◆ TEXTO DE ORIGEM ◆
==*==
Li alguns comentários do filme como um todo, e todos são unânimes em dizer que a parte do Kar Wai é perfeita, a de Sonderbergh divide opiniões e a maioria acha "Il filo pericolloso delle cose" do grande Antonioni ruim.

Não posso opinar sobre os outros, pois desde a primeira vez que vi a parte de Antonioni fiquei absolutamente fascinado e não consegui avançar para os outros. Vi e revi estes aprox. 28 minutos diversas vezes e a cada vez eles me diziam mais. Ou seja, para mim, estes críticos não entenderam nada de "Il filo...".

Sempre que vejo filmes do Antonioni isto acontece. Ao final do filme entende-se mais ou menos a história, mais ou menos o propósito do filme, mas fica-se com a sensação de que há várias camadas por baixo da história superficial projetada na tela. É como se tivéssemos acesso à mente do diretor por algumas horas, como se estivéssemos vendo seu consciente e sub consciente ao mesmo tempo. Vê-se, ou melhor, sente-se o que ele está dizendo e pensando, mas, é preciso certo tempo para que todas estas imagens, cenas e símbolos aflorem e entendamos o que eles querem dizer.
==*==
◆ TAREFAS ◆
A - Quais diretores são mencionados no texto de origem como responsáveis pelas partes do filme?
B - Quanto tempo dura, aproximadamente, a parte de Antonioni, segundo o texto de origem?
==*==
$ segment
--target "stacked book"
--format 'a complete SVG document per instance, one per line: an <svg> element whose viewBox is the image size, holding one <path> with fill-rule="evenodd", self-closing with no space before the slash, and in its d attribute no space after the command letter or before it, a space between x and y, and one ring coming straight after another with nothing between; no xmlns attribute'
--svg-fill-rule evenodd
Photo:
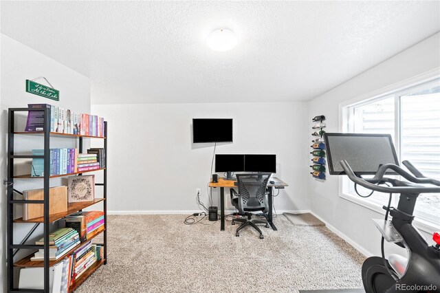
<svg viewBox="0 0 440 293"><path fill-rule="evenodd" d="M69 272L72 271L70 257L49 269L51 293L67 293L70 285ZM20 270L19 289L44 289L44 268L23 268ZM28 291L28 290L23 290Z"/></svg>
<svg viewBox="0 0 440 293"><path fill-rule="evenodd" d="M82 135L104 135L104 118L94 115L76 113L49 104L28 104L30 108L47 108L50 112L50 132L79 134ZM44 131L44 112L30 111L28 113L25 131Z"/></svg>
<svg viewBox="0 0 440 293"><path fill-rule="evenodd" d="M80 243L78 231L72 228L61 228L49 235L49 259L56 261L67 253L74 247ZM36 242L36 245L44 245L44 238ZM40 249L31 257L31 261L43 261L44 249Z"/></svg>
<svg viewBox="0 0 440 293"><path fill-rule="evenodd" d="M77 149L50 149L50 176L76 173ZM44 155L43 149L33 149L32 155ZM32 177L44 176L44 159L32 159Z"/></svg>
<svg viewBox="0 0 440 293"><path fill-rule="evenodd" d="M66 227L75 229L82 241L89 239L104 230L104 212L78 212L64 218Z"/></svg>
<svg viewBox="0 0 440 293"><path fill-rule="evenodd" d="M96 170L101 168L96 153L80 153L77 159L78 172Z"/></svg>
<svg viewBox="0 0 440 293"><path fill-rule="evenodd" d="M104 148L91 148L87 150L87 153L95 153L98 158L100 168L105 168L105 151Z"/></svg>
<svg viewBox="0 0 440 293"><path fill-rule="evenodd" d="M77 279L84 272L96 262L96 252L92 250L91 241L84 243L72 254L72 268L71 282Z"/></svg>

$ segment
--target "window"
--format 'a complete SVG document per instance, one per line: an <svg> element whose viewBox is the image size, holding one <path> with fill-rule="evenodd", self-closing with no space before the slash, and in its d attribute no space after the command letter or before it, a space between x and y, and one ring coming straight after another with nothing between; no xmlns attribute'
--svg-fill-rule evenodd
<svg viewBox="0 0 440 293"><path fill-rule="evenodd" d="M344 131L390 133L399 162L407 160L426 176L440 180L440 79L358 102L344 110ZM358 189L362 195L369 193L362 187ZM342 191L360 198L346 178ZM395 206L398 199L394 195ZM382 207L388 195L375 192L362 200ZM440 194L421 195L415 215L440 225Z"/></svg>

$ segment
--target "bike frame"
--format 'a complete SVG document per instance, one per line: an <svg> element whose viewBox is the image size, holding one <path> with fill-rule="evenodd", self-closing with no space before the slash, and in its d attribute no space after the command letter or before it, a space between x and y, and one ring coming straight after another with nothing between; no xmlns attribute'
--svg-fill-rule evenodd
<svg viewBox="0 0 440 293"><path fill-rule="evenodd" d="M404 241L397 244L406 247L410 255L405 274L387 292L399 292L398 289L402 288L402 285L434 285L437 290L440 290L440 280L438 279L440 275L440 252L433 246L430 246L412 226L414 208L419 195L401 193L397 208L391 208L390 210L390 215L393 217L391 223Z"/></svg>

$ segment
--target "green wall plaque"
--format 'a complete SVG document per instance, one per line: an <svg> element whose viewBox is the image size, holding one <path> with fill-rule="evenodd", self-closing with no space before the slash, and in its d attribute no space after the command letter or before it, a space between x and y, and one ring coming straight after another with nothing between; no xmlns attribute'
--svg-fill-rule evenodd
<svg viewBox="0 0 440 293"><path fill-rule="evenodd" d="M47 85L26 80L26 91L54 100L60 100L60 91Z"/></svg>

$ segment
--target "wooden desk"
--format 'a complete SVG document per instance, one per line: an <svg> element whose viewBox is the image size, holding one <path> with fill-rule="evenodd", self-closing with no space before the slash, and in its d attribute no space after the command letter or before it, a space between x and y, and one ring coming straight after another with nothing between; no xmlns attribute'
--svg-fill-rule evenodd
<svg viewBox="0 0 440 293"><path fill-rule="evenodd" d="M272 228L276 230L276 227L272 221L272 187L275 188L282 189L289 185L280 180L280 179L272 177L270 179L270 181L274 181L274 184L267 182L267 187L269 188L269 196L267 200L269 202L269 212L266 216L267 222ZM220 230L225 230L225 187L229 188L233 188L234 187L238 188L234 183L236 182L236 180L225 180L223 178L219 178L219 182L217 183L209 182L209 187L219 187L220 188Z"/></svg>

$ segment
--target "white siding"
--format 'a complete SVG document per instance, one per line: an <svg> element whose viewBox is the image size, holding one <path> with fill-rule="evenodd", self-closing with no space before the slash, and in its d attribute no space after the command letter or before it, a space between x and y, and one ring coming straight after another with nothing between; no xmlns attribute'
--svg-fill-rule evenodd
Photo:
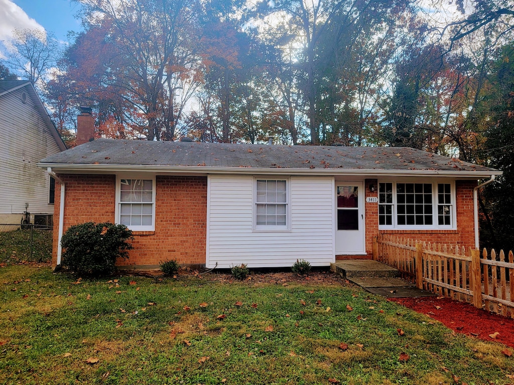
<svg viewBox="0 0 514 385"><path fill-rule="evenodd" d="M209 177L208 267L216 262L228 268L291 266L297 259L313 266L334 261L333 179L293 177L290 181L291 230L263 232L252 229L253 178Z"/></svg>
<svg viewBox="0 0 514 385"><path fill-rule="evenodd" d="M0 215L21 214L26 202L31 214L53 214L49 177L36 163L61 150L26 88L0 97Z"/></svg>

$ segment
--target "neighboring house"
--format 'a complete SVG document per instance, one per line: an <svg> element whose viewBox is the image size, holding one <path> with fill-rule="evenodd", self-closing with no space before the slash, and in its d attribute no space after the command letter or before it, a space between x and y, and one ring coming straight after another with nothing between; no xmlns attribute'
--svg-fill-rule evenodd
<svg viewBox="0 0 514 385"><path fill-rule="evenodd" d="M405 147L109 139L39 165L65 189L60 196L56 186L53 265L59 234L93 221L131 228L134 249L120 264L140 267L175 259L209 268L297 259L327 266L371 258L380 233L474 247L474 189L501 174Z"/></svg>
<svg viewBox="0 0 514 385"><path fill-rule="evenodd" d="M0 80L0 223L51 224L54 183L39 168L42 158L66 149L30 82Z"/></svg>

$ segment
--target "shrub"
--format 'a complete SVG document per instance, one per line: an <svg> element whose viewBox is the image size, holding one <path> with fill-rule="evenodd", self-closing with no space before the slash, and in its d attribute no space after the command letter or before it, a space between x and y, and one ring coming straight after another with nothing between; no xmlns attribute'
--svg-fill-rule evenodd
<svg viewBox="0 0 514 385"><path fill-rule="evenodd" d="M250 270L246 267L246 265L244 263L242 263L240 266L233 266L231 270L232 275L236 279L242 280L250 274Z"/></svg>
<svg viewBox="0 0 514 385"><path fill-rule="evenodd" d="M132 232L123 225L88 222L71 226L63 235L63 267L91 277L112 274L117 258L128 258Z"/></svg>
<svg viewBox="0 0 514 385"><path fill-rule="evenodd" d="M296 273L297 274L300 274L303 275L304 274L309 274L309 272L310 271L310 263L308 261L306 261L304 259L300 259L299 261L297 259L296 262L293 263L292 266L291 267L291 270L293 273Z"/></svg>
<svg viewBox="0 0 514 385"><path fill-rule="evenodd" d="M176 259L171 259L161 262L159 264L161 271L166 275L174 274L178 271L180 265L178 264Z"/></svg>

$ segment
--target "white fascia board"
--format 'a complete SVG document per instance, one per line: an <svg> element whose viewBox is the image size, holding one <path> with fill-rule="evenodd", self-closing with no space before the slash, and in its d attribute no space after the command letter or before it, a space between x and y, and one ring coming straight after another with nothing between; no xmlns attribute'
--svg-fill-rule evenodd
<svg viewBox="0 0 514 385"><path fill-rule="evenodd" d="M491 175L501 175L501 171L453 171L440 170L376 170L365 169L320 168L314 170L305 168L265 168L262 167L209 167L205 166L148 166L145 165L80 164L69 163L38 163L42 168L51 167L56 173L105 174L117 172L152 172L163 174L208 174L273 175L350 176L378 177L438 176L451 178L481 179L490 178Z"/></svg>
<svg viewBox="0 0 514 385"><path fill-rule="evenodd" d="M3 92L0 92L0 96L3 96L4 95L6 95L9 92L12 92L13 91L16 91L16 90L20 89L22 87L25 87L25 86L28 85L29 84L32 85L32 83L27 81L25 83L22 83L19 86L16 86L16 87L13 87L12 88L9 88L8 90L4 91Z"/></svg>

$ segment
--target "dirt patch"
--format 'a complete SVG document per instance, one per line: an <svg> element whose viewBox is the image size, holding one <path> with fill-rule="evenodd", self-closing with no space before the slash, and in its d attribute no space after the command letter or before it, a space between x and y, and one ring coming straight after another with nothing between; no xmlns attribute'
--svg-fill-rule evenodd
<svg viewBox="0 0 514 385"><path fill-rule="evenodd" d="M514 348L514 319L448 298L425 297L389 300L440 321L456 333Z"/></svg>

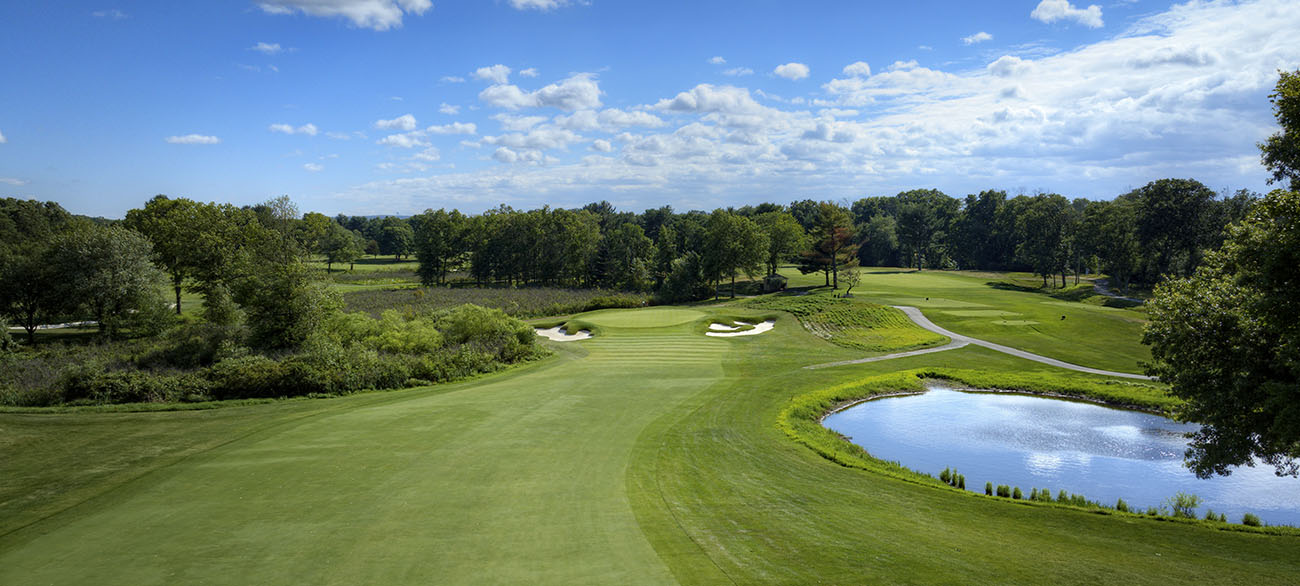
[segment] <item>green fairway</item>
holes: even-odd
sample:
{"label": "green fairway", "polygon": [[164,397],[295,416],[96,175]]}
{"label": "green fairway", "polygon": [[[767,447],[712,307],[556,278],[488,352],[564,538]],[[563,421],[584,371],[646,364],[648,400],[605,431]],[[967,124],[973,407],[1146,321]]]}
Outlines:
{"label": "green fairway", "polygon": [[[861,269],[854,295],[884,305],[920,308],[958,334],[1065,360],[1082,366],[1141,373],[1150,359],[1141,344],[1147,317],[1136,309],[1065,301],[1008,288],[989,273]],[[792,286],[822,285],[820,275],[784,272]]]}
{"label": "green fairway", "polygon": [[[870,274],[862,296],[919,299],[945,327],[1037,340],[1046,350],[1026,350],[1078,364],[1115,368],[1122,352],[1108,348],[1135,344],[1127,321],[1096,317],[1110,311],[1045,309],[1052,298],[975,281]],[[927,291],[942,294],[926,305]],[[1115,339],[989,334],[1048,311]],[[760,335],[708,338],[712,316],[760,313],[592,312],[575,317],[595,326],[590,340],[432,389],[0,413],[0,583],[1258,585],[1300,573],[1296,537],[919,486],[833,464],[777,427],[793,398],[871,374],[1062,370],[979,347],[807,370],[863,352],[789,314]]]}

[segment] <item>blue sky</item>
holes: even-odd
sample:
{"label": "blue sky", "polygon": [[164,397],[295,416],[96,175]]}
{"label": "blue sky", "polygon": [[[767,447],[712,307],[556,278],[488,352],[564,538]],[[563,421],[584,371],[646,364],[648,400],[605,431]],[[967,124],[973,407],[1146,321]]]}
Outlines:
{"label": "blue sky", "polygon": [[0,195],[712,209],[1264,191],[1300,3],[230,0],[0,8]]}

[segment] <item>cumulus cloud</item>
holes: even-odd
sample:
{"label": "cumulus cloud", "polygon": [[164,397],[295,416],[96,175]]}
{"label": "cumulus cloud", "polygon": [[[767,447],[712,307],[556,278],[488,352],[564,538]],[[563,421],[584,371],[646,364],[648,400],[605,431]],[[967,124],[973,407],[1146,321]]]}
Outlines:
{"label": "cumulus cloud", "polygon": [[1101,21],[1101,6],[1092,4],[1080,9],[1069,0],[1043,0],[1030,13],[1030,18],[1049,25],[1057,21],[1074,21],[1089,29],[1101,29],[1105,25]]}
{"label": "cumulus cloud", "polygon": [[377,31],[402,26],[404,14],[424,14],[432,0],[260,0],[268,14],[302,13],[322,18],[346,18],[352,26]]}
{"label": "cumulus cloud", "polygon": [[803,64],[789,62],[785,65],[777,65],[776,69],[772,70],[772,73],[785,79],[803,79],[809,77],[809,66]]}
{"label": "cumulus cloud", "polygon": [[854,61],[844,66],[844,74],[859,78],[871,77],[871,65],[867,65],[866,61]]}
{"label": "cumulus cloud", "polygon": [[217,144],[221,142],[220,138],[209,136],[205,134],[186,134],[181,136],[168,136],[166,140],[172,144]]}
{"label": "cumulus cloud", "polygon": [[402,114],[393,120],[377,120],[374,121],[374,127],[380,130],[402,130],[411,131],[415,130],[416,121],[415,116]]}
{"label": "cumulus cloud", "polygon": [[478,92],[478,99],[489,105],[511,110],[520,108],[558,108],[573,112],[599,107],[601,94],[595,75],[580,73],[532,92],[520,90],[519,86],[512,84],[490,86]]}
{"label": "cumulus cloud", "polygon": [[506,83],[510,81],[510,68],[502,64],[489,65],[486,68],[478,68],[469,75],[474,79],[482,79],[485,82]]}
{"label": "cumulus cloud", "polygon": [[283,49],[280,48],[280,43],[263,43],[259,40],[257,44],[248,47],[248,51],[256,51],[259,53],[265,53],[265,55],[276,55]]}
{"label": "cumulus cloud", "polygon": [[316,134],[320,133],[320,129],[317,129],[316,125],[309,122],[298,127],[294,127],[292,125],[278,123],[278,125],[270,125],[269,129],[272,133],[306,134],[308,136],[316,136]]}
{"label": "cumulus cloud", "polygon": [[478,125],[473,122],[452,122],[442,126],[429,126],[424,129],[429,134],[477,134]]}
{"label": "cumulus cloud", "polygon": [[554,10],[568,4],[569,0],[510,0],[510,5],[516,10]]}
{"label": "cumulus cloud", "polygon": [[387,147],[398,147],[398,148],[417,148],[417,147],[428,147],[429,142],[425,140],[424,135],[420,133],[402,133],[402,134],[390,134],[387,136],[384,136],[376,140],[374,144],[384,144]]}

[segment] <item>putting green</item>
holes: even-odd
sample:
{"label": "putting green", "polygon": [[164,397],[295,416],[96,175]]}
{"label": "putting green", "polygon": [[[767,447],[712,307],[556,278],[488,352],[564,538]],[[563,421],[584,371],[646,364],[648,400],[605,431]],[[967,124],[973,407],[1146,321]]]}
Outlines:
{"label": "putting green", "polygon": [[582,321],[606,327],[666,327],[692,322],[701,317],[705,317],[705,313],[696,309],[655,307],[634,312],[604,311],[588,313],[582,316]]}
{"label": "putting green", "polygon": [[[920,487],[832,464],[776,426],[792,398],[871,374],[1058,369],[968,346],[805,370],[861,352],[803,327],[724,343],[698,331],[696,320],[724,318],[708,309],[578,317],[602,335],[459,385],[212,412],[0,413],[13,456],[0,459],[0,583],[1264,585],[1300,573],[1294,537]],[[209,439],[156,456],[191,437]],[[122,472],[95,476],[118,455]],[[44,494],[62,478],[94,482]]]}

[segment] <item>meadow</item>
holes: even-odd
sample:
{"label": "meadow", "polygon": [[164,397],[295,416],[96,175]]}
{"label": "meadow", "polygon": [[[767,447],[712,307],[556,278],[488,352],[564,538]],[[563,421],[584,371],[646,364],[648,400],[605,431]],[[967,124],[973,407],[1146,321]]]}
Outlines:
{"label": "meadow", "polygon": [[[874,316],[858,329],[907,331],[870,304],[915,305],[1075,364],[1140,372],[1148,356],[1136,309],[989,275],[864,273],[845,300]],[[801,443],[792,405],[874,377],[906,387],[909,370],[1170,399],[975,346],[809,370],[927,342],[835,343],[800,321],[827,312],[797,299],[560,318],[597,337],[433,387],[0,412],[0,583],[1294,583],[1295,534],[987,498],[810,448],[835,438]],[[771,314],[760,335],[702,335]]]}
==*==
◆ RESPOSTAS DAS TAREFAS ◆
A - Kar Wai, Sonderbergh e Antonioni.

B - Cerca de 28 minutos.